Raw records
________________________

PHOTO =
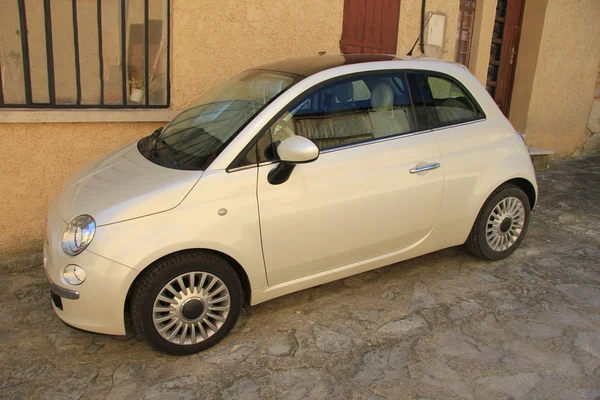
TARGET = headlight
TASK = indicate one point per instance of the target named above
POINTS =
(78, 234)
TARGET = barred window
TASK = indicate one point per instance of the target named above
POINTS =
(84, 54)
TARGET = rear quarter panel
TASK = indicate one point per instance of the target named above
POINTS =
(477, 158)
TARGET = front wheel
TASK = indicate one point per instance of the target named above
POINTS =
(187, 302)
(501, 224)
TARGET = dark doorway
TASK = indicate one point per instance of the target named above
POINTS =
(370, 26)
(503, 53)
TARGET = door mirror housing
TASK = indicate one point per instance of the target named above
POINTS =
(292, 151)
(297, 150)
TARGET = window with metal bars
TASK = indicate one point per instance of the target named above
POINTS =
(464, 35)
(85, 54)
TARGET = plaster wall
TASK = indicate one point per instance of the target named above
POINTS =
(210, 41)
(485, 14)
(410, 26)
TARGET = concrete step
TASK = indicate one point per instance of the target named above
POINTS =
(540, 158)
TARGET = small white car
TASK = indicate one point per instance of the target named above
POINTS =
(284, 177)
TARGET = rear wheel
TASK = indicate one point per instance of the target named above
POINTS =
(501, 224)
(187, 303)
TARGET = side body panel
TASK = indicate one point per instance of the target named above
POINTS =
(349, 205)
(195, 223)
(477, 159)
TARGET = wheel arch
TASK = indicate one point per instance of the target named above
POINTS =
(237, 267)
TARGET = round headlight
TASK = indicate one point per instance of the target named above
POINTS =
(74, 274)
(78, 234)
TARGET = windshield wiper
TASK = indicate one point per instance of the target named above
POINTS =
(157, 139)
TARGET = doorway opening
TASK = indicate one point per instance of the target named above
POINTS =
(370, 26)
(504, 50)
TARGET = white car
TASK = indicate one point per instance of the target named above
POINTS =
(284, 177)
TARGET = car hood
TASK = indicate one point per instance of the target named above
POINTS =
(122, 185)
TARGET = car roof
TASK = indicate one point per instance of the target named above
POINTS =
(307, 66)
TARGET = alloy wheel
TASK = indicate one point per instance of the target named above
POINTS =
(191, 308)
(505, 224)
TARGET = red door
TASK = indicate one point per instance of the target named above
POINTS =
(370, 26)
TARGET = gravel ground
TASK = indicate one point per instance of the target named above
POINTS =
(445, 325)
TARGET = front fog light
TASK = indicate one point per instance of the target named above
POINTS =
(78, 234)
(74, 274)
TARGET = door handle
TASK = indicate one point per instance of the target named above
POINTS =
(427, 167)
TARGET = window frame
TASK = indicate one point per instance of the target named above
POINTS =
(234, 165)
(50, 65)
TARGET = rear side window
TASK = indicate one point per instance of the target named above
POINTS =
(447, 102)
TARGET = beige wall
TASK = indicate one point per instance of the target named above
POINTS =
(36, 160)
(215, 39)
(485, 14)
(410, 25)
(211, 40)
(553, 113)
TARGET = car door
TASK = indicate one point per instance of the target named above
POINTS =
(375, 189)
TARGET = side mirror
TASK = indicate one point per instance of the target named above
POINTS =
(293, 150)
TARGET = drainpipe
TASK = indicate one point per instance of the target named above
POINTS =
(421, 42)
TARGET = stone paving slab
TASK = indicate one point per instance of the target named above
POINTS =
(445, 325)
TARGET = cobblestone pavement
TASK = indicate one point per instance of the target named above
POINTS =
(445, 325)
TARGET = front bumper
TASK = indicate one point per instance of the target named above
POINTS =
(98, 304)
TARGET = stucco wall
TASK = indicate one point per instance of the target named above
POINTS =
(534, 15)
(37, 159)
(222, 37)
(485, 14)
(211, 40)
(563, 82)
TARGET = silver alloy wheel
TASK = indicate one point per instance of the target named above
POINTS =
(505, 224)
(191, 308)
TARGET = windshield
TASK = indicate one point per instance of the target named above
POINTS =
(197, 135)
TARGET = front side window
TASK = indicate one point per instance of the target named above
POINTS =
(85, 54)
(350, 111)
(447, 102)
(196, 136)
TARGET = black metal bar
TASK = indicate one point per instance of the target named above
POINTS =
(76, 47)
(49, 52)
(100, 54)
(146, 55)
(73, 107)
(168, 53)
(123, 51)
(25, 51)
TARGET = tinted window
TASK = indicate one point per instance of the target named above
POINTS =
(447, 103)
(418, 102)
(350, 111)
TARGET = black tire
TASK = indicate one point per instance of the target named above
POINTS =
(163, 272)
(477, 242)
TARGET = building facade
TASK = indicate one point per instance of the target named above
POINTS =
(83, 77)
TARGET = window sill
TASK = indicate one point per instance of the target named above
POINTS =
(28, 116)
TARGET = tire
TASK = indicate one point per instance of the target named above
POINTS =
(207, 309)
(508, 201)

________________________

Reproduce all of the rows above line for line, leaving out the pictures.

▶ SOLUTION
PHOTO =
TARGET = headlight
TASK = indicate one point per instance of the target named above
POINTS =
(78, 234)
TARGET = barred window
TASK = indicate one point per instance of the target named above
POINTS =
(84, 54)
TARGET = rear quarter panel
TASK = indicate one point per instance of the target named above
POINTS =
(477, 158)
TARGET = front wheel
TASK = indicate one point per instance of the target named above
POINTS =
(187, 302)
(501, 224)
TARGET = dark doorway
TASK = indicate one point per instance of the target named above
POINTS =
(370, 26)
(503, 53)
TARGET = door mirror housing
TASK = indicate one point per instance of the target named above
POINTS =
(292, 151)
(297, 150)
TARGET = window with metal bars
TASK = indicate one point per instance of the target named above
POINTS =
(464, 35)
(85, 54)
TARGET = plaster wall
TASK = indicate one point per instance of the target named above
POINTS =
(210, 41)
(485, 14)
(410, 26)
TARGET = concrete step
TASK = indicate one point per instance of the target named above
POINTS =
(540, 158)
TARGET = small white car
TASK = indicate one point per instance of the target named above
POINTS =
(284, 177)
TARGET = rear wheel
TASK = indicate one point per instance of the target named above
POINTS =
(501, 224)
(187, 303)
TARGET = side body panel
TASK = indicate one point per instance of the target named above
POINTS =
(349, 205)
(195, 223)
(477, 159)
TARGET = wheel arch
TASK = indicate one point per instance of the target named above
POINTS =
(237, 267)
TARGET = round headlight
TASK = indicate one point per instance of the target named above
POINTS =
(74, 274)
(78, 234)
TARGET = windshield wiper
TASK = indicate one point per instance of the target named above
POINTS =
(157, 139)
TARGET = doorway opening
TASK = indicate one point per instance of the target named above
POINTS =
(370, 26)
(504, 50)
TARGET = white car
TASK = indicate one point per instance of the target named above
POINTS =
(284, 177)
TARGET = car hood
TASK = indicate one point per instance of the target named above
POINTS =
(122, 185)
TARGET = car roof
TASK = indicate one point per instance of the target named above
POINTS =
(307, 66)
TARGET = alloy wheel
TASK = indicate one point per instance of the target named above
POINTS =
(191, 308)
(505, 224)
TARGET = red door
TASK = indicate one point per instance of the target named above
POINTS =
(370, 26)
TARGET = gravel ground
TASK = indicate one point per instance of the target named above
POINTS =
(445, 325)
TARGET = front fog light
TASK = indicate one point per instance of the target named above
POINTS =
(78, 234)
(74, 274)
TARGET = door handle
TASK = indicate one point per instance of the target named above
POINTS =
(427, 167)
TARGET = window frame
TASK = indicate one point per instance of the target named above
POINTS =
(234, 165)
(50, 65)
TARGET = rear side window
TASK = indicate one point per instance of the target named above
POINTS =
(447, 102)
TARGET = beige wall
TASK = indicate one point per instance of the target named above
POINTS =
(36, 160)
(215, 39)
(485, 14)
(410, 25)
(211, 40)
(553, 113)
TARGET = car door
TASK = indicate one point per instance of the target named above
POINTS =
(375, 189)
TARGET = side mirror
TASK = indicate one point per instance of the target named above
POINTS =
(293, 150)
TARGET = drainpipe
TASK = indicate one point per instance of the target named above
POINTS =
(421, 42)
TARGET = stone paving slab
TASK = indicate one point per instance of the target named above
POINTS =
(445, 325)
TARGET = cobblestone pavement
TASK = indicate one point per instance of the target named above
POINTS =
(445, 325)
TARGET = front bumper
TASK = indicate one point per instance of the target named above
POINTS =
(98, 304)
TARGET = stucco wall
TASK = indicate one point per instance of the target named above
POINTS =
(534, 15)
(37, 159)
(222, 37)
(485, 14)
(211, 40)
(563, 82)
TARGET = silver alloy wheel
TASK = indicate one point per instance of the target named above
POINTS =
(505, 224)
(191, 308)
TARGET = windshield
TASK = indicate one point per instance of the target named above
POINTS =
(197, 135)
TARGET = front side window
TASK = indicate one point per instance of the target named above
POINTS =
(85, 54)
(350, 111)
(447, 102)
(196, 136)
TARGET = black metal bar
TASK = indicate one point per instance of the target named above
POINTS =
(76, 47)
(49, 52)
(100, 54)
(146, 55)
(73, 107)
(168, 53)
(123, 51)
(25, 51)
TARGET = tinted window
TASK = indicate one point per instance of the target named above
POINTS =
(447, 103)
(418, 102)
(350, 111)
TARGET = black tire
TASK = indicate one point per instance of the target named above
POINTS =
(163, 272)
(477, 242)
TARGET = building facade
TASK = indicate one point per instance of the target named above
POINTS =
(83, 77)
TARGET = window sill
TASK = indicate one point per instance of the target named above
POINTS =
(28, 116)
TARGET = tire
TASK = indicate one point per instance of the target named above
POINTS =
(207, 309)
(508, 201)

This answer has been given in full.